指定課題 1 |
以下の長江文明に関する文章のうち、「当時の長江流域の気候は、丁度」から「され始めたと推定されている。」までを両端を含めて正確に書き写してください。

2.日本米のご先祖さま(長江文明と日本)
前回、古代黄河文明が始まった時代の中原の気候は暖かく、象やサイ、水牛が林の中を闊歩していたようだと書いたので、今回は、黄河文明よりも、もう少し発生が遡りそうな古代中国の長江文明に関連して、日本の水稲の先祖に当たるジャポニカ種の米の起源も絡めて考えてみようと思った。
■長江文明
中国各地を少し歩いただけで、考古学上の文献を当たった訳でも無い個人的な感覚に過ぎないが、古代中国では長江文明と黄河文明が中国の広大な国土の南北の異なる地域で別個に発達したと考えている。
しかも、長江文明の方が黄河文明よりも最初の萌芽と初期段階の農業的成長段階では早かったのではないかと密かに思っていたので、少し、長江文明について調べてみた。
年代的に長江の中下流域に7~8千年前頃に発生した稲の文明が、更に大きく発達して4~5千年前頃には、黄河との中間にある北の淮河流域や山東省の南部にまで稲の栽培が広がったと考えられるらしい。
この頃の長江の南の遺跡の出土品に、前回、古代の黄河の所で触れた象や水牛が再び登場してくる。
発掘される農具の中に象や水牛の骨を加工した物があり、特にその中でも、水牛の肩甲骨の加工品が目立つようだ。やはり、黄河流域と同様に古代の長江流域でも象や水牛が生息していて、特に、水牛は水稲栽培の古代人にとって身近な動物だったようだ。
一昨年、ラオス南部ののどかな農村地帯を歩いた際に、道端で見る水牛と牛の比率は、丁度半々かやや水牛が多かった。ラオスから国境の峠を越えてベトナム中部に入ると若干、牛の比率が多くなる印象だった。
当時の長江流域の気候は、丁度、ベトナムやラオスのような亜熱帯性の気候だと考えると生息している象や水牛達にとって、快適な環境であり、大型動物達が照葉樹のクスの大木が茂る森の小道を歩いている南国らしい豊かな風土が想像できる。
どうも、古代長江流域ではクスの茂る照葉樹林の間を歩く動物達も牛などよりも水牛が主役だったような気がする。
それでは、水牛の骨を農耕具に加工していた古代長江の人達と古代の米の関係はどのようだったのだろうか? 近年の研究では、インデイカ種の米もジャポニカ種の2つの米の原種は、どちらも長江中流域が原産地であり、栽培され始めたと推定されている。

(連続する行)
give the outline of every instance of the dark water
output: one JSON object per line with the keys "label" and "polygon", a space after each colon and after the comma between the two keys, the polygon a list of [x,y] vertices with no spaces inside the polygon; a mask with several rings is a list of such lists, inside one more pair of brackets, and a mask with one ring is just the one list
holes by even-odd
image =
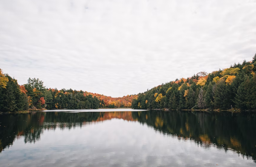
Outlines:
{"label": "dark water", "polygon": [[256,166],[255,113],[104,111],[0,115],[0,166]]}

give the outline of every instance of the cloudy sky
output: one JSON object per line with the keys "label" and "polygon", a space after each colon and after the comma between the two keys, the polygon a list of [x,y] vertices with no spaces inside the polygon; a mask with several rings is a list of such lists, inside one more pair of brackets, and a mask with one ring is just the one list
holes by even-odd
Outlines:
{"label": "cloudy sky", "polygon": [[255,9],[255,0],[0,0],[0,68],[20,84],[137,94],[251,60]]}

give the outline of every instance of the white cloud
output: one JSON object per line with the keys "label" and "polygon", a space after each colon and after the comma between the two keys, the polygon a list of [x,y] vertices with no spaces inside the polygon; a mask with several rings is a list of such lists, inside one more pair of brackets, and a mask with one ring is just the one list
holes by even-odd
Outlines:
{"label": "white cloud", "polygon": [[0,1],[0,68],[26,83],[113,97],[244,59],[255,1]]}

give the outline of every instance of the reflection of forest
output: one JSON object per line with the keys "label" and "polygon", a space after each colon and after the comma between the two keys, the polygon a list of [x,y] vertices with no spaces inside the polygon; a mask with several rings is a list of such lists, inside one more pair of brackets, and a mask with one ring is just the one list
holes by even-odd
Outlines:
{"label": "reflection of forest", "polygon": [[0,152],[15,138],[35,142],[45,130],[71,128],[88,122],[122,119],[146,123],[156,130],[203,146],[214,144],[256,160],[256,114],[164,111],[64,113],[33,112],[0,116]]}

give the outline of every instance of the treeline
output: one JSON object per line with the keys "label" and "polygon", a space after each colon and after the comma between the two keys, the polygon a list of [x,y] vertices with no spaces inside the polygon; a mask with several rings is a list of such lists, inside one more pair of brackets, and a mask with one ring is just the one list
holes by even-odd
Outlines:
{"label": "treeline", "polygon": [[17,80],[3,74],[0,69],[0,111],[130,107],[133,99],[137,97],[113,98],[71,89],[46,89],[43,84],[38,78],[30,78],[27,84],[19,85]]}
{"label": "treeline", "polygon": [[134,109],[210,110],[256,109],[256,54],[250,62],[209,74],[200,72],[177,79],[143,93],[133,100]]}

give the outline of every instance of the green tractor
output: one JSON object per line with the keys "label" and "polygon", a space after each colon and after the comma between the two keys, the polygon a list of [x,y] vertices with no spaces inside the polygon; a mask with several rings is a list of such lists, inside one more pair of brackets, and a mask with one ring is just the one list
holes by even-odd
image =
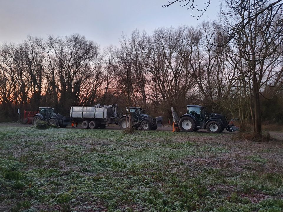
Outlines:
{"label": "green tractor", "polygon": [[48,124],[54,125],[60,127],[65,128],[70,124],[70,120],[66,119],[65,116],[58,113],[55,113],[54,108],[47,107],[39,108],[39,112],[34,115],[32,118],[32,125],[36,125],[39,121],[44,121]]}
{"label": "green tractor", "polygon": [[187,112],[178,117],[171,107],[173,120],[175,126],[183,132],[195,132],[200,129],[206,129],[211,133],[220,133],[226,129],[228,132],[234,132],[238,128],[230,125],[224,115],[211,113],[203,107],[189,105],[187,105]]}
{"label": "green tractor", "polygon": [[120,128],[125,130],[129,125],[129,114],[131,114],[132,127],[134,129],[140,127],[142,130],[144,131],[155,130],[158,127],[162,125],[162,117],[153,118],[146,114],[145,111],[144,109],[137,107],[126,107],[126,114],[120,117]]}

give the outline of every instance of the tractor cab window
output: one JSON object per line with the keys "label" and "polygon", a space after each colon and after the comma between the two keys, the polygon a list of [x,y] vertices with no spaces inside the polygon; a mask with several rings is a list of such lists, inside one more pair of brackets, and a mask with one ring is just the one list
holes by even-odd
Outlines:
{"label": "tractor cab window", "polygon": [[130,108],[130,111],[129,111],[129,108],[126,109],[126,112],[131,112],[136,113],[136,111],[135,108]]}
{"label": "tractor cab window", "polygon": [[199,120],[201,120],[200,108],[198,107],[188,107],[187,113],[195,116]]}
{"label": "tractor cab window", "polygon": [[145,114],[145,113],[144,113],[144,110],[141,108],[139,108],[138,110],[139,113],[139,114]]}
{"label": "tractor cab window", "polygon": [[[138,120],[138,114],[137,113],[136,109],[136,108],[130,108],[130,112],[131,113],[132,117],[134,118],[134,120],[135,121]],[[126,112],[129,112],[129,108],[126,109]]]}
{"label": "tractor cab window", "polygon": [[40,108],[39,110],[39,113],[42,114],[44,116],[46,116],[46,108]]}
{"label": "tractor cab window", "polygon": [[54,110],[53,110],[53,108],[49,108],[47,109],[47,111],[48,112],[48,113],[50,114],[51,114],[51,113],[54,113]]}

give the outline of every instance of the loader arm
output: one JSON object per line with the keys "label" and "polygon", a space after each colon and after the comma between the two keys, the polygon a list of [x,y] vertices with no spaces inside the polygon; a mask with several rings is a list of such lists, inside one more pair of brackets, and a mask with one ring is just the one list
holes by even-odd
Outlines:
{"label": "loader arm", "polygon": [[172,112],[172,116],[173,117],[173,122],[176,126],[178,126],[179,123],[179,117],[177,115],[177,113],[174,110],[173,107],[171,107],[171,111]]}

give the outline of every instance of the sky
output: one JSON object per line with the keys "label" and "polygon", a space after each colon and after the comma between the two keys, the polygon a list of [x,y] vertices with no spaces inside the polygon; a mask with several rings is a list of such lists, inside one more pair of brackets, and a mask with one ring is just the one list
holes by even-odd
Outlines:
{"label": "sky", "polygon": [[102,48],[118,46],[122,33],[129,35],[136,28],[150,34],[158,27],[217,20],[219,1],[212,0],[197,20],[191,14],[199,14],[180,6],[181,3],[163,8],[167,0],[0,0],[0,43],[20,43],[29,35],[78,33]]}

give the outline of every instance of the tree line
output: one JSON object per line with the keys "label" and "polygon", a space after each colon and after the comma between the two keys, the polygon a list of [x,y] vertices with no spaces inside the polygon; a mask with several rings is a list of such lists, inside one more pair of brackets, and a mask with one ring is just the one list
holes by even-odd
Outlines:
{"label": "tree line", "polygon": [[227,1],[217,22],[136,29],[102,49],[78,34],[3,43],[1,120],[16,118],[19,105],[68,115],[71,105],[100,103],[140,106],[172,121],[171,106],[184,112],[195,104],[260,133],[263,120],[283,121],[282,9],[266,9],[269,2]]}

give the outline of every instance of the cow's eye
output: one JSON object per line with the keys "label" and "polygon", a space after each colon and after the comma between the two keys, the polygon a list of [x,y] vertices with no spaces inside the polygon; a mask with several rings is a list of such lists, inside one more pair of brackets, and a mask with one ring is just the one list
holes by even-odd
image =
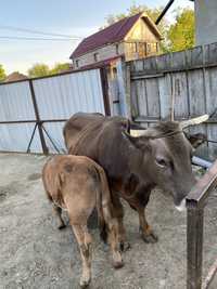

指定課題 2 |
上の連続する行のうち、「give the outline of every instance of the tree line」を含む行から最後の行までを両端を含めて指示文ごと書き出し、出力にあるポリゴンの座標値だけをすべて2.25倍して整数に丸めてください（端数0.5は切り上げ）。それ以外の行は出力せず、画像も含めないでください。

演習の解答 1 |
当時の長江流域の気候は、丁度、ベトナムやラオスのような亜熱帯性の気候だと考えると生息している象や水牛達にとって、快適な環境であり、大型動物達が照葉樹のクスの大木が茂る森の小道を歩いている南国らしい豊かな風土が想像できる。
どうも、古代長江流域ではクスの茂る照葉樹林の間を歩く動物達も牛などよりも水牛が主役だったような気がする。
それでは、水牛の骨を農耕具に加工していた古代長江の人達と古代の米の関係はどのようだったのだろうか? 近年の研究では、インデイカ種の米もジャポニカ種の2つの米の原種は、どちらも長江中流域が原産地であり、栽培され始めたと推定されている。

演習の解答 2 |
give the outline of every instance of the tree line
output: one JSON object per line with the keys "label" and "polygon", a space after each colon and after the comma between the two keys, the polygon a list of [x,y] vertices with no spaces inside the polygon; a mask with several rings is a list of such lists, inside one more pair of brackets, and a mask with one ring is just the one list
holes by even-odd
Outlines:
{"label": "tree line", "polygon": [[511,2],[488,50],[306,65],[230,110],[176,77],[7,97],[2,270],[36,266],[43,236],[153,259],[160,236],[225,232],[315,239],[387,272],[385,239],[414,252],[439,234],[585,299],[592,270],[637,272],[635,20],[599,20],[605,5]]}

give the outline of every instance of the cow's eye
output: one JSON object per line with the keys "label" and "polygon", a space after each colon and after the comma between the two keys, the polygon a list of [x,y] vertices with no spaces inside the polygon; a mask with several rings is a list of such lists, inside one more pair of brackets, and a mask with one ring is just the one list
holes by even-odd
image =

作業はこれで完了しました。